## Exercise text

I was born an only child. I always felt the need to give my parents grandchildren. I planned out my wedding in middle school and picked out names for my children. That was what I was supposed to, right? Those were the things that I was supposed to want, right? As the only child that my parents had, it was my job to continue the bloodline and save us from extinction. I felt as though I had to have children, for the sake of my parents, for the sake of my ancestors, for the sake of my family. I was carrying so much weight on my 13 year-old shoulders.
At the age of 17, I hadn’t dated anyone. People at school and church assumed that meant that I was gay. Here in the Bible Belt, the common opinion is that if a person is gay, they shouldn’t date, let alone marry someone of their same gender. The “honorable” thing to do is live and die alone. Love is a privilege reserved for straight, cisgender people. So, if a person hasn’t even dated by the time they reach their 20’s, folks start making assumptions.
I tried so hard to convince myself that I was straight. I tried to make myself believe that guy who sat next to me in history class was handsome and that his eyes were dreamy and his laugh had made me fall in love with him. That’s what’s supposed to happen, right? That’s all I had ever seen, in movies, TV, books. Everywhere I turned was another advertisement for hetero romance! That was all I knew! That was my only option! Maybe that helps explain that panic attack I had when I found the term “Asexual.”
Finding the term Asexual and the community of people of whom it’s made sent me on the wildest emotional roller coaster. I felt like I had fallen overboard a boat and been tossed a life preserver just before a huge wave crashed into me. I felt so relieved to know that I was not the only one. However, not being straight was not an option for me. I HAD to marry a man. I HAD to have at least three children. I HAD to be straight! I’d planned my whole life for the perfect life as a loving wife and mother. I had spent so many class periods daydreaming about my wedding and which song I would glide down the aisle to. I couldn’t just throw all of that out the window! So, I dated men anyways. After three disastrous relationships that all took place within a year, I finally accepted the fact: I was not attracted to men, at all. Nor was I attracted to women, at all. I decided to finally address the elephant in the room, my sexuality.
I had never had an issue with anyone around me being gay, bisexual, pansexual, or whatever the case may be. Why was it so hard to extend that same compassion to myself? Why was I so determined to force myself into this box that was the wrong shape and size for me? I finally decided to start opening the closet. The first step, of course, was acknowledging the fact that there was, indeed a closet to open and emerge from. So, I opened the door, just an inch, and let some light in. I decided to start coming out to the important people in my life.
The first time I came out to someone was… rough. I was a nervous wreck, my heart was pounding so loud, I was sure everyone on the block could hear it. After I was finally able to spit it out, the question I was met with was, “What happened to make you feel this way?” The person across the table seemed to think that I had changed from the factory default setting or something. From my perspective, this person seemed to think I was asking for help to “fix” my sexuality. After we parted ways, I slammed that closet door shut and turned the deadbolt. Life in the closet was awful. The closet is dark, and cramped, and it smells like mothballs. Though I knew that I didn’t owe anyone the knowledge of my sexuality, I felt as if I were holding onto a secret that was threatening to eat me alive. The only thing I could think to do was come out to the people who matter.

## Dataset entries
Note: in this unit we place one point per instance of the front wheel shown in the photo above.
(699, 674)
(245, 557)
--
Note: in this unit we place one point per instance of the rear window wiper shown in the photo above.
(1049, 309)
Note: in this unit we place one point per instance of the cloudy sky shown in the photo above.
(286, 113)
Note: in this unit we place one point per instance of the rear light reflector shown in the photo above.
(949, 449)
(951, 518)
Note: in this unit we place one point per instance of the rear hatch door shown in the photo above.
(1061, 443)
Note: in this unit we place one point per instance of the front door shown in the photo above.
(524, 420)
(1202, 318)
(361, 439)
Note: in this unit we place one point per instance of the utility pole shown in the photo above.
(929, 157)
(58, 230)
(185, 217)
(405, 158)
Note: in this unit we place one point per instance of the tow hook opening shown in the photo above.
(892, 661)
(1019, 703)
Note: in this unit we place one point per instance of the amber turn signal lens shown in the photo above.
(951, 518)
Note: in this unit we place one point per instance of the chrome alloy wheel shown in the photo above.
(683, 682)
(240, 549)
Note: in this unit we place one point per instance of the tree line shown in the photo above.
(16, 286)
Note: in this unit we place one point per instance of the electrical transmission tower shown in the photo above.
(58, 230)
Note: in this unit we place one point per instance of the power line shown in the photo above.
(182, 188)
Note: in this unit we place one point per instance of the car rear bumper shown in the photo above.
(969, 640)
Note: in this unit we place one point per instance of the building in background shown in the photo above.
...
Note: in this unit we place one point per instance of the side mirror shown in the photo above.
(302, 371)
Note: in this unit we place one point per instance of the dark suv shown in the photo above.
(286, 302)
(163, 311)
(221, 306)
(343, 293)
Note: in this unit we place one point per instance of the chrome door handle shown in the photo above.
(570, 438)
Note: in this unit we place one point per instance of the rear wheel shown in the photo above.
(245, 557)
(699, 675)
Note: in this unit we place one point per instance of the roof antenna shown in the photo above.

## To do
• 1. In the coming-out essay, what question was the narrator asked after coming out for the first time?
• 2. List every thing the coming-out essay says the narrator "HAD to" do.
The material above comes from a source separate from the essay.

## Responses per task
• 1. "What happened to make you feel this way?"

• 2.
Marry a man
Have at least three children
Be straight